Readers’ Comments on Sentinel Poetry (Online) #42
I just finished reading May’s issue of Sentinel: very nice job, indeed! I really admire the choice of artwork for the magazine, a component that is too often either neglected by editors altogether, or they refuse to attend to a correlation between the art and the poetry. You’ve managed to incorporate both seamlessly, and for this I commend you. What is the sculpture on the front page? It is amazingly intricate.
Your editorial this month had, I think, an important point to make. I agree with your belief that too many poets are lacking the ability and/or sensibility to incorporate biting and scathing criticism into their writing (a quality integral to the poet in this “PoMo” world) without churning out pure propaganda, and losing the poetics of the piece. In many ways it is the infrastructure of our society that enables or inhibits this possibility. Government grants, for example, while candy to many writers, are handed to the poet by a perfect stranger to poetry; they are a mixed blessing that allows for a plethora of poetry (great!), but with little concern for its style and form (unfortunate!). Politics and poetry are strange bedmates, but bedmates nevertheless: it is the poet’s responsibility to not only challenge the alpha male of government, but to do so with a style and grace that will leave its tongue lolling on the floor.

• _SUPPLIED DATA_
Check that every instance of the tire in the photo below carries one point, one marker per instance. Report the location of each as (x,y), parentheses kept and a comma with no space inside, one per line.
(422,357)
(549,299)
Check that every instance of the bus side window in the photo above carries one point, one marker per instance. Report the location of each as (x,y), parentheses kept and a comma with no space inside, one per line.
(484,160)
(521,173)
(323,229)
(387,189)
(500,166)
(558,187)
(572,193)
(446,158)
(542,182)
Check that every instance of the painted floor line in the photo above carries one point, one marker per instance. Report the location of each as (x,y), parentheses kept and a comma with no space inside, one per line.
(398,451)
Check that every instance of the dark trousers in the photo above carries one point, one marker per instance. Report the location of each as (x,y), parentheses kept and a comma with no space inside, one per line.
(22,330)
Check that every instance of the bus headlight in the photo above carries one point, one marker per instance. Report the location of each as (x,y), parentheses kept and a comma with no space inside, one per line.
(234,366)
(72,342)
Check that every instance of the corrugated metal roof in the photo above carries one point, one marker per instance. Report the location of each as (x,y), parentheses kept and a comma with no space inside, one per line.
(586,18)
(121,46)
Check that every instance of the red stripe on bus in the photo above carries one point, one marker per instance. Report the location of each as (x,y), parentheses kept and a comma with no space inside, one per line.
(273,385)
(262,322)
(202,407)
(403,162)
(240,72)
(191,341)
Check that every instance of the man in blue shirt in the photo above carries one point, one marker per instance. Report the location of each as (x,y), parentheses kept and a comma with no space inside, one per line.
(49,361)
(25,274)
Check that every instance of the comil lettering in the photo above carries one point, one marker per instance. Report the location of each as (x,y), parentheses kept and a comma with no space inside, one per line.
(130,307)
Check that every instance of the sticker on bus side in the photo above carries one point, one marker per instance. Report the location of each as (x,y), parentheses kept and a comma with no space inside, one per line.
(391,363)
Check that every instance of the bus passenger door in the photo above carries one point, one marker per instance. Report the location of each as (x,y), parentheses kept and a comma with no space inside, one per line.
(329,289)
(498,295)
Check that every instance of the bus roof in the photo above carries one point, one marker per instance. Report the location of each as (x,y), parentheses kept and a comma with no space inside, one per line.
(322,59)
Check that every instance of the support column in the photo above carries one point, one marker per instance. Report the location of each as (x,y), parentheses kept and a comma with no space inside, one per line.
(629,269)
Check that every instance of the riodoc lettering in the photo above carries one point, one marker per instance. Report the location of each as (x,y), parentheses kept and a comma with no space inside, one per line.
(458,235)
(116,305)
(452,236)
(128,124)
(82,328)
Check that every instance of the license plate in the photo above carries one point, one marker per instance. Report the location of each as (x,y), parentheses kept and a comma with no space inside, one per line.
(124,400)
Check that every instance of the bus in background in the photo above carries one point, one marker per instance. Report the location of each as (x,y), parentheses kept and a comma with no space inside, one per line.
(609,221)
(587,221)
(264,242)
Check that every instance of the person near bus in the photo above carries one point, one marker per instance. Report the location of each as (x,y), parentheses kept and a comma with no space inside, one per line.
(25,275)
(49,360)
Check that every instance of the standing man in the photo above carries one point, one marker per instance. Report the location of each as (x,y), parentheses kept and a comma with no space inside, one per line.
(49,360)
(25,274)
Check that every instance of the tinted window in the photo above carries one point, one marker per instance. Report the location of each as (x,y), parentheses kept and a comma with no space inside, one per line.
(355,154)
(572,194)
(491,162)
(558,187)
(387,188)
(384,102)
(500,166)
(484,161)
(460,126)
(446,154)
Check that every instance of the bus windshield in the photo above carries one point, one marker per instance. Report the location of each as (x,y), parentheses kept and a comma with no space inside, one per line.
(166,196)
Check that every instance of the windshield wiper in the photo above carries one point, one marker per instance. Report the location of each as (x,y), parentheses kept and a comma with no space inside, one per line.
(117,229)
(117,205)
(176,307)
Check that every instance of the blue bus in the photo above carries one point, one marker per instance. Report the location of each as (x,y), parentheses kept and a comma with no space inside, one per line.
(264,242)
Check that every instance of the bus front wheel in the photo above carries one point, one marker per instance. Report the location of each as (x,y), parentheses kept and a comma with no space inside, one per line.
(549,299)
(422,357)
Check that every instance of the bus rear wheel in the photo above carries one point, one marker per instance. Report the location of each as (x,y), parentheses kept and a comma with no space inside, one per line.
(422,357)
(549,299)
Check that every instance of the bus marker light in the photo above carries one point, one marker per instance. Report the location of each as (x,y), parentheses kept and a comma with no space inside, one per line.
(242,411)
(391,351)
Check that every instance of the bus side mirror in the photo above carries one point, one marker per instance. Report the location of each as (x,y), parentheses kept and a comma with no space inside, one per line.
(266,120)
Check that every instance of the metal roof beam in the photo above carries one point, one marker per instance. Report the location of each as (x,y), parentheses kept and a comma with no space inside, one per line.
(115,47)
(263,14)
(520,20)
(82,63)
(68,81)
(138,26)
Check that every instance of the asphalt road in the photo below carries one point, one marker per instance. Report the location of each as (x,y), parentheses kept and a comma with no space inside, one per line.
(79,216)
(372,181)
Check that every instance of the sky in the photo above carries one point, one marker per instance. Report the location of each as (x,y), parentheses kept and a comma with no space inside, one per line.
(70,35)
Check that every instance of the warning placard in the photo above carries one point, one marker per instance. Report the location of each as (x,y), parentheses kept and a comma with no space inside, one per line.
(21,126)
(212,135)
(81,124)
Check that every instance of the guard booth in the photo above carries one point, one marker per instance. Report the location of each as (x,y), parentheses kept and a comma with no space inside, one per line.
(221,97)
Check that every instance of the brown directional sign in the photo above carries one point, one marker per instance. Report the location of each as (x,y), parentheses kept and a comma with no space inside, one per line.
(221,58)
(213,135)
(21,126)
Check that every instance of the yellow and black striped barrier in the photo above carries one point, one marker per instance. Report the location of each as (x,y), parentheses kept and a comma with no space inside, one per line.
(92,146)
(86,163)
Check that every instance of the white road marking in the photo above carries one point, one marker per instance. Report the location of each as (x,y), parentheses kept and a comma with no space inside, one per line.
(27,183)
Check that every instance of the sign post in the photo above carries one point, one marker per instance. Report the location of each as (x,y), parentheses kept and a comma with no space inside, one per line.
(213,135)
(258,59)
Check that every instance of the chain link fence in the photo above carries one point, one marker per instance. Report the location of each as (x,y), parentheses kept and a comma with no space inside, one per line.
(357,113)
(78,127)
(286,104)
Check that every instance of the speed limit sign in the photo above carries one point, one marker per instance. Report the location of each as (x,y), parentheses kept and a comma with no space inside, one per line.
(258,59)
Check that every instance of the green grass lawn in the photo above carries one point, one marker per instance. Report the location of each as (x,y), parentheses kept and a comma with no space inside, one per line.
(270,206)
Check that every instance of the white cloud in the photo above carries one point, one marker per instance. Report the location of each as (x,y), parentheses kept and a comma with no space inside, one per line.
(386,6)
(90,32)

• _DIRECTIONS_
Carry on the reader's letter about Sentinel Poetry #42, starting after its last sentence.

• _EXERCISE RESPONSE_
As you mention Baraka’s poem, I think his main fault as laureate was that he took his job as public critic more seriously than his job as poet. Style and grace were put on the backburner, and the message took precedence. Granted, Baraka’s aim was to reach the largest audience possible, and to shock the hell out of them. The quality of his writing tells me that he has little faith in the reading ability of his audience, which I find rather alarming. I don't believe that poetry is meant only to be written, as I'm sure you agree, but I wonder if we are too ready to sacrifice quality for readership?
Is it true that our society is becoming less and less literate? Or are we simply not challenging the public because the poetry we write is crap? These two possibilities are probably reciprocal and, indeed, a grave concern. I'm happy that there are still Little Magazines like Sentinel willing to challenge the quality of art being produced today, but also to showcase the quality art being produced today. Loved David O'Meara! Very smooth writing with vivid imagery. Every word has meaning. This is poetry.
Keep up the great work!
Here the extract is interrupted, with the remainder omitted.